- What the exercise asks:
Please copy out the records that follow exactly as they stand.

- Stored entries:
....................

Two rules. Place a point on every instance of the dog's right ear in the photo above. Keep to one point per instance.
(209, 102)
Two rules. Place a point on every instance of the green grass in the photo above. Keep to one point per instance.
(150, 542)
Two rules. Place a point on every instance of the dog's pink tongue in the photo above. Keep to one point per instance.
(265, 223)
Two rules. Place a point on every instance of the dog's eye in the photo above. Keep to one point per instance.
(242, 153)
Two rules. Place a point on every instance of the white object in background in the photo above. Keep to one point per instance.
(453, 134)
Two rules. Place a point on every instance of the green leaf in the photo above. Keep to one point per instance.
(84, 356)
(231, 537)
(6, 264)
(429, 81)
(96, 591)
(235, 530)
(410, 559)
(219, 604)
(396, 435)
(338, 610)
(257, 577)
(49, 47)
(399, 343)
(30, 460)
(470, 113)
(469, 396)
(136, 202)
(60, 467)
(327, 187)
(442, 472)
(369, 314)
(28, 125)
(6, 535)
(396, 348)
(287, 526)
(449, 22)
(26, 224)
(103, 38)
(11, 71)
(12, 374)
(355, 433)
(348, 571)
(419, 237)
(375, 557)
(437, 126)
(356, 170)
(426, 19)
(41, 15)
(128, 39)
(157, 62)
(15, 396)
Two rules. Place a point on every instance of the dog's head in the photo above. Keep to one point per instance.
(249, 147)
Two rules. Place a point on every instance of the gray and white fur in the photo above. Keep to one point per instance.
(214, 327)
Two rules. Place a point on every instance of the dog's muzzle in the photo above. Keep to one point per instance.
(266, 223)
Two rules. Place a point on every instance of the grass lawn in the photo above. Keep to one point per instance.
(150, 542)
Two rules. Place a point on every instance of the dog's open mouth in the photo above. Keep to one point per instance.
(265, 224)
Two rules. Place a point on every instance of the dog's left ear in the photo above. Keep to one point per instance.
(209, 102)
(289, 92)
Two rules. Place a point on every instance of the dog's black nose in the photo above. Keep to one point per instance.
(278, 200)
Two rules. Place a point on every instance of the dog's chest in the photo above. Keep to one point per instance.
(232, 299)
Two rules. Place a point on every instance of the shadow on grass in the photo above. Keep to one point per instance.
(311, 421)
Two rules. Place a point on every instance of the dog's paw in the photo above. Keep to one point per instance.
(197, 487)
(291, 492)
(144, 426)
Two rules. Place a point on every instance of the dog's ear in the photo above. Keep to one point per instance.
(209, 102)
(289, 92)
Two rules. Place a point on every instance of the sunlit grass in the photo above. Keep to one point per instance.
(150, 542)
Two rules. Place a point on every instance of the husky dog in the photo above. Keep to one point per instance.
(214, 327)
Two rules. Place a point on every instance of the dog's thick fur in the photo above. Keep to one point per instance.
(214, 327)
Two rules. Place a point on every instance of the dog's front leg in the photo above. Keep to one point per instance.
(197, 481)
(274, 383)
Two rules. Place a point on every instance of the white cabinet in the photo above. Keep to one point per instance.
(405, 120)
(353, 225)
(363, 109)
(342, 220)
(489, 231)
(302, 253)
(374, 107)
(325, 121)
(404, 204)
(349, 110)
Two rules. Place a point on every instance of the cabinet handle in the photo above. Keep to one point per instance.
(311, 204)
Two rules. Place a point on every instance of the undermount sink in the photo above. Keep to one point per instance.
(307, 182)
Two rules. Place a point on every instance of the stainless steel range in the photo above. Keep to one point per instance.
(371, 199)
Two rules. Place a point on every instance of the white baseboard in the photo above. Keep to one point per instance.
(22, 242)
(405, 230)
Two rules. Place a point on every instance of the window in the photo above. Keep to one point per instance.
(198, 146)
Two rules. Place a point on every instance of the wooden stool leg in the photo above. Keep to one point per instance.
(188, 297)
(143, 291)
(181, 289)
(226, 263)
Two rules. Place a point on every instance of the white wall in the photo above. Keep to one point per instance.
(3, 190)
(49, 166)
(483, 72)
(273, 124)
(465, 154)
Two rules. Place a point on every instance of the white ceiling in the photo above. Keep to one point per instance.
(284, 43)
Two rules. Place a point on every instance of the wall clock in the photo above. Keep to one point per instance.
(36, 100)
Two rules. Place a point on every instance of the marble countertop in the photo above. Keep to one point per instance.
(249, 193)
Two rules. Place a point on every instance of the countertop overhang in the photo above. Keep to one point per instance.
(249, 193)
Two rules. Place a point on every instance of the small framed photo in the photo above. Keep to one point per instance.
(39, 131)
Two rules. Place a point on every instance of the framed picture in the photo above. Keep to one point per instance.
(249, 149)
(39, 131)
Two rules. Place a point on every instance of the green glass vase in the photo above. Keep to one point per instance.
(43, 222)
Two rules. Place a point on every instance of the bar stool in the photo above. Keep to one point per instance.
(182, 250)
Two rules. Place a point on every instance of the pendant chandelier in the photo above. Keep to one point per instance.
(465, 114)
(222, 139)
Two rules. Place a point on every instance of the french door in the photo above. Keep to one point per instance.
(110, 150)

....................

- Solution to the exercise:
Two rules. Place a point on every instance of the dog's right ear in the photo above. Keep to one point per instance.
(209, 102)
Two rules. Place a point on every instance of the green grass in the photo above. Keep to one point per instance.
(150, 542)
Two rules. Place a point on every instance of the dog's pink tongue in the photo above. Keep to one point per instance.
(265, 223)
Two rules. Place a point on every instance of the dog's eye in the photo above. Keep to one point per instance.
(242, 153)
Two rules. Place a point on every instance of the white object in background in the photo above. Keep to one point per instance.
(453, 134)
Two rules. Place a point on every instance of the green leaf in the photo above. Keep to one point per instance.
(84, 356)
(231, 537)
(6, 264)
(429, 81)
(96, 591)
(235, 530)
(410, 559)
(219, 604)
(396, 435)
(338, 610)
(257, 577)
(49, 47)
(399, 343)
(30, 460)
(470, 113)
(469, 396)
(136, 202)
(60, 467)
(327, 187)
(442, 472)
(369, 314)
(28, 125)
(6, 535)
(396, 348)
(287, 526)
(449, 22)
(26, 224)
(103, 38)
(11, 71)
(12, 374)
(355, 433)
(348, 571)
(419, 237)
(375, 557)
(437, 126)
(356, 170)
(426, 19)
(41, 15)
(128, 39)
(157, 62)
(15, 396)
Two rules. Place a point on every instance of the dog's head in the photo above. Keep to one point per instance.
(249, 147)
Two rules. Place a point on every instance of the gray and white fur in the photo above. Keep to one point per instance.
(214, 327)
Two rules. Place a point on every instance of the dog's muzzle in the photo above. Keep to one point per instance.
(266, 223)
Two rules. Place a point on every instance of the grass lawn in the photo above. Keep to one point per instance.
(150, 542)
Two rules. Place a point on every instance of the dog's open mouth in the photo above. Keep to one point per instance.
(265, 224)
Two rules. Place a point on every instance of the dog's left ear in the photo above. Keep to one point per instance.
(209, 102)
(289, 92)
Two rules. Place a point on every instance of the dog's black nose in the photo above. Keep to one point per instance.
(278, 200)
Two rules. Place a point on every instance of the dog's chest in the photo above. Keep to one point per instance.
(232, 299)
Two rules. Place a point on every instance of the shadow on grass in the photo above. Keep to one point per instance.
(311, 421)
Two rules. Place a point on every instance of the dog's paw in the photo above. Keep to one point per instance.
(197, 487)
(291, 492)
(144, 426)
Two rules. Place a point on every instance of the dog's ear in the photo above. Keep to one point per instance.
(209, 102)
(289, 92)
Two rules. Place a point on every instance of the sunlit grass in the photo above. Keep to one point per instance.
(150, 542)
Two rules. Place a point on every instance of the husky dog in the photo above. Keep to one point per instance.
(214, 327)
Two rules. Place a point on every instance of the dog's thick fur in the photo above. Keep to one point per instance.
(214, 327)
Two rules. Place a point on every instance of the dog's front leg in the photo above. Keep to one point per instance.
(197, 481)
(274, 383)
Two rules. Place a point on every instance of the white cabinet in the photo above. Keep to one point per instance.
(405, 120)
(353, 225)
(363, 109)
(342, 220)
(489, 231)
(302, 253)
(374, 107)
(325, 121)
(404, 204)
(349, 110)
Two rules. Place a point on every instance of the cabinet handle in the photo above. Keep to one point per instance.
(311, 204)
Two rules. Place a point on every instance of the undermount sink in the photo above. Keep to one point per instance.
(307, 182)
Two rules. Place a point on every instance of the stainless steel range in the photo above. Keep to one point per instance.
(371, 199)
Two rules. Place a point on every instance of the white baseboard in the photo above. Keep to one point per instance.
(22, 242)
(405, 230)
Two rules. Place a point on every instance of the window in the photo above. Keep to one point per instance.
(198, 146)
Two rules. Place a point on every instance of the wooden stool leg in the photo above. Keep to one point per instance.
(188, 297)
(143, 291)
(181, 289)
(226, 263)
Two rules. Place a point on every instance of the white wall in the photo above. Keep to one point per instance.
(3, 190)
(49, 166)
(483, 72)
(273, 124)
(465, 154)
Two rules. Place a point on every instance of the white ceiling in the photo above. Keep to one point per instance.
(284, 43)
Two rules. Place a point on every instance of the wall clock in the photo above. Keep to one point per instance.
(36, 100)
Two rules. Place a point on every instance of the marble countertop in the photo above. Keep to one point per instance.
(249, 193)
Two rules. Place a point on every instance of the countertop overhang in the photo above. Keep to one point per instance.
(249, 193)
Two rules. Place a point on every instance of the small framed photo in the photo above. Keep to one point per instance.
(39, 131)
Two rules. Place a point on every instance of the framed picture in the photo above. Keep to one point per instance.
(249, 149)
(39, 131)
Two rules. Place a point on every instance of the green glass vase in the photo above. Keep to one point per instance.
(43, 222)
Two rules. Place a point on every instance of the bar stool in the photo above. Keep to one point per instance.
(182, 250)
Two rules. Place a point on every instance of the pendant chandelier in the photo above. Keep to one point per instance.
(465, 114)
(222, 139)
Two rules. Place a point on every instance of the french door in the photo above. Keep to one point per instance.
(110, 150)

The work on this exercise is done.